- Centuries:: 18th; 19th; 20th; 21st;
- Decades:: 1980s; 1990s; 2000s; 2010s; 2020s;
- See also:: List of years in Scotland Timeline of Scottish history 2000 in: The UK • England • Wales • Elsewhere Scottish football: 1999–2000 • 2000–01 2000 in Scottish television

= 2000 in Scotland =

Events from the year 2000 in Scotland.

== Incumbents ==

- First Minister and Keeper of the Great Seal – Donald Dewar (until 11 October 2000), Henry McLeish (from 27 October 2000)
- Secretary of State for Scotland – John Reid

=== Law officers ===
- Lord Advocate –Lord Hardie; then Lord Boyd of Duncansby
- Solicitor General for Scotland – Colin Boyd; then Neil Davidson
- Advocate General for Scotland – Lynda Clark

=== Judiciary ===
- Lord President of the Court of Session and Lord Justice General – Lord Rodger of Earlsferry
- Lord Justice Clerk – Lord Cullen
- Chairman of the Scottish Land Court – Lord McGhie

== Events ==
- 11 January – a Scottish trawler, the Solway Harvester, sinks in the Irish Sea, killing seven crew.

> **What is asked**
a. In the article on 2000 in Scotland, who held the post of Secretary of State for Scotland?
b. Pick up the article on 2000 in Scotland after its last event entry and continue writing it.

> **Stored items**

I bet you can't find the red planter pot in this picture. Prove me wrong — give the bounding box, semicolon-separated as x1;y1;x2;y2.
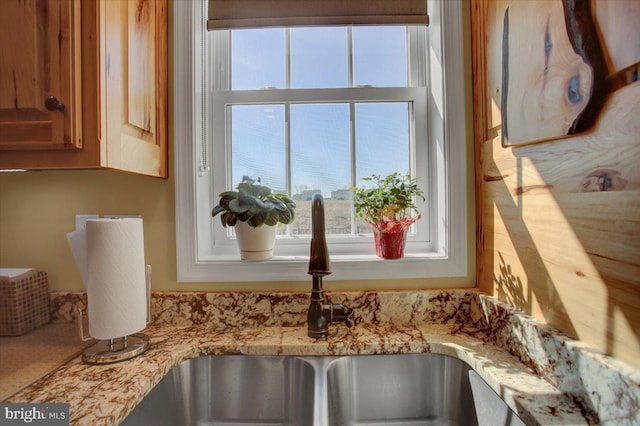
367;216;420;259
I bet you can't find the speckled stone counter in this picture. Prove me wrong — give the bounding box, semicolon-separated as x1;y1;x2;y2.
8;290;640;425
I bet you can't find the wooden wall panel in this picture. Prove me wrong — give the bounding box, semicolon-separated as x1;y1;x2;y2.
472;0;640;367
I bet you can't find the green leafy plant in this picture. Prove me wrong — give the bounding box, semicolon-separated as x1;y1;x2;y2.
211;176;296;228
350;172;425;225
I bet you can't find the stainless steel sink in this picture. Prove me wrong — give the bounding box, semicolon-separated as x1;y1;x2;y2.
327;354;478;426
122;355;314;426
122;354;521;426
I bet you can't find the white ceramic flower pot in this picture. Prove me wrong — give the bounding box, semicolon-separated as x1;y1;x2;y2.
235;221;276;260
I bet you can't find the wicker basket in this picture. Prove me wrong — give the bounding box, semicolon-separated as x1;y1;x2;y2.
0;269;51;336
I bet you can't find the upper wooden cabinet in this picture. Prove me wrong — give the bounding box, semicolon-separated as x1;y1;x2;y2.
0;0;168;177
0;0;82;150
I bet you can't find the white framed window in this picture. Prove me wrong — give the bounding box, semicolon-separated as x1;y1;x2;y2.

> **Exercise results**
a. John Reid.

b.
- 14 January – The Crown Office and Procurator Fiscal Service formal requests Dutch authorities to extradite William Beggs back to Scotland. A warrant for the arrest of Beggs was issued by Strathclyde Police in December 1999 over the murder of Barry Wallace, an 18 year old from Kilmarnock who went missing after a night out with colleagues whose body parts were later discovered in Loch Lomond and Troon.
- 26 January – a tribunal grants the release of a school playground killer, Barbara Glover, who was ordered to be detained without limit of time for the 1991 murder of Diane Watson.
- 11 February – the Royal Bank of Scotland succeeds in the hostile takeover battle for its larger English rival, NatWest Bank, successfully defeating a rival offer by the Bank of Scotland.
- 29 February – Barry Wallace, the 18 year old from Kilmarnock who was mutilated and murdered by William Beggs, 36, in December 1999, is laid to rest at Grassyards Ceremony in Kilmarnock, 87 days after he was reported missing.
- 28 March – The extradition trial of William Beggs begins in the Netherlands.
- 7 April – the Union Canal reopens for leisure purposes from Linlithgow to Hermiston.
- 25 April – Dutch lawyers representing William Beggs submit an appeal to the Supreme Court of the Netherlands regarding his extradition back to Scotland.
- 29 April – at Murrayfield Stadium, the 2000 Challenge Cup tournament culminates in the Bradford Bulls' 24 – 18 win in the final against the Leeds Rhinos.
- May – the Scottish Parliament meets during this month in the former Strathclyde Regional Council debating chamber in Glasgow.
- 3 May – the Pan Am Flight 103 bombing trial opens at the Scottish Court in the Netherlands.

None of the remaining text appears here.